WHAT IS ASKED ::
State how many lines of the material below contain the string "ground". Give only the number.

---+---

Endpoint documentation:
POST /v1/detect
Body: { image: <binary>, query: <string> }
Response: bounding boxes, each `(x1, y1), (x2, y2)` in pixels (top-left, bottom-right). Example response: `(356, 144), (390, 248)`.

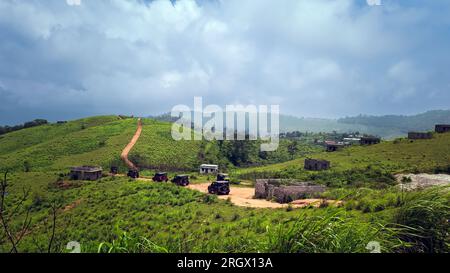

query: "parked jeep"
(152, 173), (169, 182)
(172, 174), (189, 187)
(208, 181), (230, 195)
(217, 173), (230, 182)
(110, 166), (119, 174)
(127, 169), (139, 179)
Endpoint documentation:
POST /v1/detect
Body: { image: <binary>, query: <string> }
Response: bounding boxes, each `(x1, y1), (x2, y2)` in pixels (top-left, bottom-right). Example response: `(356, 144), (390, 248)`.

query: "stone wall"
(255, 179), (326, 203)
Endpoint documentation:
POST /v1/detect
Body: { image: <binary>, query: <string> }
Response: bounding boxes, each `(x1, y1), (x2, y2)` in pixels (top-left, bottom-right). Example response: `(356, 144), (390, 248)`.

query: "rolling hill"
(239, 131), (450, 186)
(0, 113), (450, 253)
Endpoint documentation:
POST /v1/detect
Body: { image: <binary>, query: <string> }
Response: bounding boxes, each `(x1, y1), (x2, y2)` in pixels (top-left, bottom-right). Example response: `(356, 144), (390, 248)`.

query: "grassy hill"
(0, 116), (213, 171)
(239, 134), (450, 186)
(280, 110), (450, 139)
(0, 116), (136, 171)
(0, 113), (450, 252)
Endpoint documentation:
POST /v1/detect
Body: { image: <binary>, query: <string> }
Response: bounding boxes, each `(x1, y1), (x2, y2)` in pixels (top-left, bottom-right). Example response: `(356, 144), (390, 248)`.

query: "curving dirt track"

---+---

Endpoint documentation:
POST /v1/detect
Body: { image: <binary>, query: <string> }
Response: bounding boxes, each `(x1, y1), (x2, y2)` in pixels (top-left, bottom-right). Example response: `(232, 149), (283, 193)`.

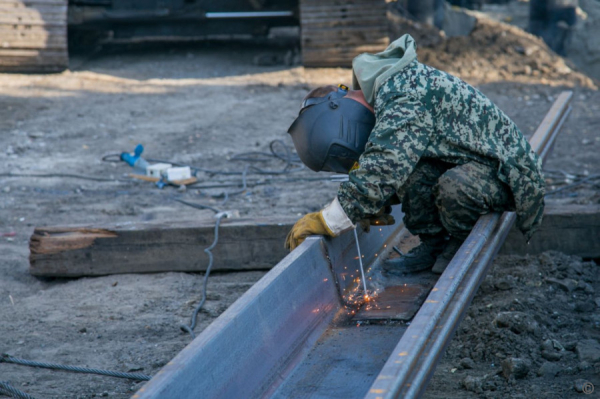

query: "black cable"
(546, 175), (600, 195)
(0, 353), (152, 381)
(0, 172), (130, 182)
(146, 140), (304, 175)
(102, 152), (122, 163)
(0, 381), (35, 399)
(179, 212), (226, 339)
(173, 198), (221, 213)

---+---

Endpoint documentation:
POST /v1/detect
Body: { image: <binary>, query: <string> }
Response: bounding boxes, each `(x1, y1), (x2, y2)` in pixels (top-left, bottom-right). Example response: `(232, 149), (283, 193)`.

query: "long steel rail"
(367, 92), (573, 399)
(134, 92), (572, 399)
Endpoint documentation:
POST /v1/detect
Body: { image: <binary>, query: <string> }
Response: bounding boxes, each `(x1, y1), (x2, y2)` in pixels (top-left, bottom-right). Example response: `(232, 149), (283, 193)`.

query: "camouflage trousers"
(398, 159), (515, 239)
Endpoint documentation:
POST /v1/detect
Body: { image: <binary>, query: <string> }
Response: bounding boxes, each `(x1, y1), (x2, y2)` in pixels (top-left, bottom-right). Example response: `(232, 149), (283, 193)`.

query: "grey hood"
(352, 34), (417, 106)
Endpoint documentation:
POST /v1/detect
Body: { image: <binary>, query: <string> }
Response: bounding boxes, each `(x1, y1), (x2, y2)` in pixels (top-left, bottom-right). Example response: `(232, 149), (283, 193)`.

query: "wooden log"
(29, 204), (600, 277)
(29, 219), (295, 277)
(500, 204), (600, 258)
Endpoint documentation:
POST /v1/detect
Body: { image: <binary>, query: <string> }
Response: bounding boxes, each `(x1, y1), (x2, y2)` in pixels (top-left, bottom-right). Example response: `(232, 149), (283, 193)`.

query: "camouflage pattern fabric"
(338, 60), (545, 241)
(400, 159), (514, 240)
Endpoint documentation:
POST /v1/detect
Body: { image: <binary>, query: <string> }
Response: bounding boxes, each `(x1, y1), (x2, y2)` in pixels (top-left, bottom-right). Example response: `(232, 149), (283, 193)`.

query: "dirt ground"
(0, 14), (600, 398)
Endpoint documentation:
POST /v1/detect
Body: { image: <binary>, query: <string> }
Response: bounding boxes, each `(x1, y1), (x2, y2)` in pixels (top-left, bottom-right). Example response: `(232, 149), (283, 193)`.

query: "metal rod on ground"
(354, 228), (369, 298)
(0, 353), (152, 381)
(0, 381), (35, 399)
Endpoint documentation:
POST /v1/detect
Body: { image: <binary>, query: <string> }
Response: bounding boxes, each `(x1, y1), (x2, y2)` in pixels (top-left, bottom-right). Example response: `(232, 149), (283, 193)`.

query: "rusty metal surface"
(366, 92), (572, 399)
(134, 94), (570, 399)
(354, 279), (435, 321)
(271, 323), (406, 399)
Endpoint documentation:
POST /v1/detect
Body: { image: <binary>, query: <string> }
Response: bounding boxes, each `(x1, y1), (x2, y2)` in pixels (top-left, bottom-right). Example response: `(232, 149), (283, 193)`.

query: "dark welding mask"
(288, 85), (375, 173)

---+---

PROBLEM SOLUTION ::
2